- STATED GOAL
Output verbatim the passage of the Python dictionary question below that opens with the words containing "key1:[(tuple1),(tuple2),...]" and closes with "inventory_dict[item[0]] = (item[1],item[2])".

- DOCUMENT EXTRACT
Question

I have a list of lists, each list has 3 items in it (for the sake of the example): product type, product color, quantity of product.

What I'm trying to do is to create a dictionary in a way that each product type is a key, and the color and quantities are values. That is, what I'm looking for is this structure:

key1:(tuple1),(tuple2),...

or

key1:[(tuple1),(tuple2),...]

The thing is, as you know, you can't really append tuples as values to keys in dicts.

Here's a simple example to play around with:

my_list = [["ball","red",2],["ball","blue",5],["ball","green",7],["shirt","large",5],["shirt","medium",9],["shirt","small",11]]

inventory_dict = {}

for item in my_list:
    if item[0] not in inventory_dict:
        inventory_dict[item[0]] = (item[1],item[2])
    else:
        inventory_dict[item[0]].append((item[1],item[2]))

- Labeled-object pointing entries
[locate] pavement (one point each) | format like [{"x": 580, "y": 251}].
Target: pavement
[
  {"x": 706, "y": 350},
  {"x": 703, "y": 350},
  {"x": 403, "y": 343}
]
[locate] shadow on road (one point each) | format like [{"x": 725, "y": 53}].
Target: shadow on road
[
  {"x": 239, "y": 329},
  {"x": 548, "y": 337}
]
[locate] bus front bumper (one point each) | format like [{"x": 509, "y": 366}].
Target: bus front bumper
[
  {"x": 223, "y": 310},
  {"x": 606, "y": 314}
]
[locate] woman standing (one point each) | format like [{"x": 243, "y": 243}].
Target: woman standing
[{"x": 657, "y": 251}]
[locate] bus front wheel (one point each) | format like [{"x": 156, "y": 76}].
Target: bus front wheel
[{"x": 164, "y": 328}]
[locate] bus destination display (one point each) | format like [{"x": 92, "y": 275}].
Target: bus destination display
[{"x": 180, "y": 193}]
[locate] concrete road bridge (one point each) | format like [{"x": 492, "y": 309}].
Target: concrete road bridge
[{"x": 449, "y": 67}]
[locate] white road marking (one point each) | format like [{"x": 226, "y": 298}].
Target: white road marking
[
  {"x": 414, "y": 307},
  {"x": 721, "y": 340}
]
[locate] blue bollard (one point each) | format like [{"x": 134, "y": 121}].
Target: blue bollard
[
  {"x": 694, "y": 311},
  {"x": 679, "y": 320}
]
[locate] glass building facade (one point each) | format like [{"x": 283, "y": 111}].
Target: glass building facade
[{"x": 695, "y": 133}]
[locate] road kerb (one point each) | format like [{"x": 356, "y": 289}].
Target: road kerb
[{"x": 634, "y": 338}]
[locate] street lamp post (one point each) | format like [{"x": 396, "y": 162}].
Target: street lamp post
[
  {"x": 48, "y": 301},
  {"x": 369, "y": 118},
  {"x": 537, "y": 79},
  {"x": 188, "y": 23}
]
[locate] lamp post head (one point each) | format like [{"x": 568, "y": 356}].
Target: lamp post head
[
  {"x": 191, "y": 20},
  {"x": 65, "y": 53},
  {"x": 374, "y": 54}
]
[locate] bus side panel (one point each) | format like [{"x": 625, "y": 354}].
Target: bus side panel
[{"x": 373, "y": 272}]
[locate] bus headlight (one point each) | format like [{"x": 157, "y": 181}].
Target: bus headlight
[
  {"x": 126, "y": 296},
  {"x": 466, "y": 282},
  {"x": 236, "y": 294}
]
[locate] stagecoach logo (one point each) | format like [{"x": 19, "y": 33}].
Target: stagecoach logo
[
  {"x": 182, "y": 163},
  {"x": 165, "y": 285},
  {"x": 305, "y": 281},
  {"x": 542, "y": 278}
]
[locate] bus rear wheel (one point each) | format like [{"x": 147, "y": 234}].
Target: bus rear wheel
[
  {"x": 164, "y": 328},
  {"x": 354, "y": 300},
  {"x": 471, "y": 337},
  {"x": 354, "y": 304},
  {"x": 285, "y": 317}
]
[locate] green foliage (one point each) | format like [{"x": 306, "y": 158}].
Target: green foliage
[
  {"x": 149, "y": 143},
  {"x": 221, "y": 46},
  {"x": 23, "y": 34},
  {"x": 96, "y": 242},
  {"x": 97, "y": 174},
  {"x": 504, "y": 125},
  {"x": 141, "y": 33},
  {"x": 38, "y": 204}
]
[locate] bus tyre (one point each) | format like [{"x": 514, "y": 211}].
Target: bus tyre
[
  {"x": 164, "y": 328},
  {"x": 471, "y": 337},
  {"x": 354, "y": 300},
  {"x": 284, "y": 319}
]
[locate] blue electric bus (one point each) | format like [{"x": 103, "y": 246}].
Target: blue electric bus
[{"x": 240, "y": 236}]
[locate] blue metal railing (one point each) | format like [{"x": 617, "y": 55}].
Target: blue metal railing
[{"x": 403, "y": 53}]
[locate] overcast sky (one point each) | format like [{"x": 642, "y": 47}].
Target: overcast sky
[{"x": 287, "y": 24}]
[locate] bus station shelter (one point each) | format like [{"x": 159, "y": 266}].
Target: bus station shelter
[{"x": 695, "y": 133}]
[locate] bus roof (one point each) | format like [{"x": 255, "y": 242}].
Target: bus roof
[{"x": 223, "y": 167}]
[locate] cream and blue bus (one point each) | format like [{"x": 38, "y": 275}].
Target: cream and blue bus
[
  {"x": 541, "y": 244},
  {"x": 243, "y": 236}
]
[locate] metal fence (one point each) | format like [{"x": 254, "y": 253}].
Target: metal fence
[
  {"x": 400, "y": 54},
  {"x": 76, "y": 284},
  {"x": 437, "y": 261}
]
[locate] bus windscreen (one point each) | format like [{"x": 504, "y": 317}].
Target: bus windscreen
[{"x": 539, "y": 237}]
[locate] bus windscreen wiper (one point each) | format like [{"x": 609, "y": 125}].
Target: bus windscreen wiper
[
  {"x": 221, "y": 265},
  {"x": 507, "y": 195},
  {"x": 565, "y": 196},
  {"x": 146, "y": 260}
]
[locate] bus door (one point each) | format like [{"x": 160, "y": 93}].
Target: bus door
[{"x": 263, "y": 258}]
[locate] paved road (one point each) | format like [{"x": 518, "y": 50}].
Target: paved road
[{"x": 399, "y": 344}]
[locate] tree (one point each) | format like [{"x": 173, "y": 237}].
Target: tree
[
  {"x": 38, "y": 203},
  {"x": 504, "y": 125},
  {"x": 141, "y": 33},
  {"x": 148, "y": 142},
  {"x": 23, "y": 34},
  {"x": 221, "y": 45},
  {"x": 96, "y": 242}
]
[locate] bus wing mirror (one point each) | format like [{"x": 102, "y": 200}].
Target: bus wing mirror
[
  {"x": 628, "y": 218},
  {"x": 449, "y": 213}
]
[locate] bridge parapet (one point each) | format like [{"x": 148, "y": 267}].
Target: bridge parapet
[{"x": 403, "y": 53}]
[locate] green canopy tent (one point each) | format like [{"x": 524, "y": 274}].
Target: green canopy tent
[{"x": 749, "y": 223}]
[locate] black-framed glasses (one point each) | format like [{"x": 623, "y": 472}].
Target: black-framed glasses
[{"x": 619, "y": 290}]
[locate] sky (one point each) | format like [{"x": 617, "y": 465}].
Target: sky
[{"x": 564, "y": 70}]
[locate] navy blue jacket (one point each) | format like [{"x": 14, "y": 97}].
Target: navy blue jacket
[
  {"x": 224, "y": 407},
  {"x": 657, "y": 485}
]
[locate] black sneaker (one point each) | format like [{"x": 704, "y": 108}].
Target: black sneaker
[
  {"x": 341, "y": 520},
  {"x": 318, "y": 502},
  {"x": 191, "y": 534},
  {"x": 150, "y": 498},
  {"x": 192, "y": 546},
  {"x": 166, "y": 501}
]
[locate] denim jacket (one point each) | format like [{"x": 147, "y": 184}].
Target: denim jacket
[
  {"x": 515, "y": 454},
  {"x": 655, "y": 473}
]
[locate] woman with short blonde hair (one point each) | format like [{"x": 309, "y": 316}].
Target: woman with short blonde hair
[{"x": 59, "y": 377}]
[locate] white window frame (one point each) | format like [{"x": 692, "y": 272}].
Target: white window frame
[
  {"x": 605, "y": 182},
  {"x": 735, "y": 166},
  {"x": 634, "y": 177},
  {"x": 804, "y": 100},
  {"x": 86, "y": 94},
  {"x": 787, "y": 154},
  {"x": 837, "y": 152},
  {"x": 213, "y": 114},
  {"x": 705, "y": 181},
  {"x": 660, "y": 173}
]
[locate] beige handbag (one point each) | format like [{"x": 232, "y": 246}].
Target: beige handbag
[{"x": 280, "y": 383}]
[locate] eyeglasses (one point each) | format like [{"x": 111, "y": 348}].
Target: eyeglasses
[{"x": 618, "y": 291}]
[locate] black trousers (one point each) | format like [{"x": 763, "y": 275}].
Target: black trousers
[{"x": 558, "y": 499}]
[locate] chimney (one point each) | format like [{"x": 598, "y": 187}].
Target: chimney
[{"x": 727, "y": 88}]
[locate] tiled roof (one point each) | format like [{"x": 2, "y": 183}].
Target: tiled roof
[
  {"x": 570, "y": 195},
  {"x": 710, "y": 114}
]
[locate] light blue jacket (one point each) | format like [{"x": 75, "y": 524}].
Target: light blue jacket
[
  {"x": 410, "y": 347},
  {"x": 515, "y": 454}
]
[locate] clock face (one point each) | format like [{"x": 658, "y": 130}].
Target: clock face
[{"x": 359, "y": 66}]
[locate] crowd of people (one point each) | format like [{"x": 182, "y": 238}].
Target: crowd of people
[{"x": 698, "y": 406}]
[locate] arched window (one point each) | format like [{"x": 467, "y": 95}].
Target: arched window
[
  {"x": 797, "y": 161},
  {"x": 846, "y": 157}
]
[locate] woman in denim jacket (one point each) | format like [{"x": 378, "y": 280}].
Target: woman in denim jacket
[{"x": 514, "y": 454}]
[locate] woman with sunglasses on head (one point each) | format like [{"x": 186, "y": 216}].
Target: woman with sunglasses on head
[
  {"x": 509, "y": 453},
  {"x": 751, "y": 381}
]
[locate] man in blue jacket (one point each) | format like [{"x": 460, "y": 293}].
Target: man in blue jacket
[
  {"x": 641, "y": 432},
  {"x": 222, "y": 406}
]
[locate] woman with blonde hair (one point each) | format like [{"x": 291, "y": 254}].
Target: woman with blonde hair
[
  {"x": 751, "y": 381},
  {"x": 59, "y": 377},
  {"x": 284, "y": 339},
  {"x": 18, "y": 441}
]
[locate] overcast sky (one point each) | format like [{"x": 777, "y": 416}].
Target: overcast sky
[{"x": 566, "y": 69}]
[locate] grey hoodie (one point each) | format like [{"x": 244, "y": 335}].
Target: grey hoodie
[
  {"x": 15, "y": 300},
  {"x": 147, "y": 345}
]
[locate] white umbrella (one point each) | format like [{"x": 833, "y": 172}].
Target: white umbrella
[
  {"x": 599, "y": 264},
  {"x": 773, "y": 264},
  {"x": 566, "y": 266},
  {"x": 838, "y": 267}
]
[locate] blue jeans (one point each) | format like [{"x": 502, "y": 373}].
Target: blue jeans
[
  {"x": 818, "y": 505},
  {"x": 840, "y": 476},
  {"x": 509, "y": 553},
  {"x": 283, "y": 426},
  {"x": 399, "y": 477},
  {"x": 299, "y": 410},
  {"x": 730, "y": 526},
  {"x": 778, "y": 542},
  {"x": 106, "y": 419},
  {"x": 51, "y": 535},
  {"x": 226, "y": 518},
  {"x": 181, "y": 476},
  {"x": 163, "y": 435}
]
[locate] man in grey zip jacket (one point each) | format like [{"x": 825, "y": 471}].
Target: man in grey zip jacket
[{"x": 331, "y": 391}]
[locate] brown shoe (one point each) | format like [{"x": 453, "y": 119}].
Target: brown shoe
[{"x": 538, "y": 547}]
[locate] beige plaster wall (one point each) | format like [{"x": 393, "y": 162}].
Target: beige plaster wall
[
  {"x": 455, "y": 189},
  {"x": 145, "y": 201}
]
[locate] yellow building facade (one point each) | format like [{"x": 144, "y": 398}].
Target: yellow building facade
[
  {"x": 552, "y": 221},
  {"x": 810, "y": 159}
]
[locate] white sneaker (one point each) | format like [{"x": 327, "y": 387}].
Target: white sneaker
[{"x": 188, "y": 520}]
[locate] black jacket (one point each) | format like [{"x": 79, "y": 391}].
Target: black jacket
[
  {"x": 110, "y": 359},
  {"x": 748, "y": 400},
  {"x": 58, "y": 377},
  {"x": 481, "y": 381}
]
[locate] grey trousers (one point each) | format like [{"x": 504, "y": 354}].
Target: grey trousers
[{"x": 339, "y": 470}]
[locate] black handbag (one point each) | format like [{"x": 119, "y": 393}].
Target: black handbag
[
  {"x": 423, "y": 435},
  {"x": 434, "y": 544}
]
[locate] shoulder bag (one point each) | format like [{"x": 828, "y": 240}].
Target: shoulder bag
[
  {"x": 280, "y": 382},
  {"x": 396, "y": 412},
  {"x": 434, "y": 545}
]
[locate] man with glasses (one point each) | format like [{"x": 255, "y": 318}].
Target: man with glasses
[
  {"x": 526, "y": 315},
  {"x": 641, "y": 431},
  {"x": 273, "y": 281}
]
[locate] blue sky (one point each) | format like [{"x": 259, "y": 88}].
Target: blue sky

- ANSWER TO THE EXERCISE
key1:[(tuple1),(tuple2),...]

The thing is, as you know, you can't really append tuples as values to keys in dicts.

Here's a simple example to play around with:

my_list = [["ball","red",2],["ball","blue",5],["ball","green",7],["shirt","large",5],["shirt","medium",9],["shirt","small",11]]

inventory_dict = {}

for item in my_list:
    if item[0] not in inventory_dict:
        inventory_dict[item[0]] = (item[1],item[2])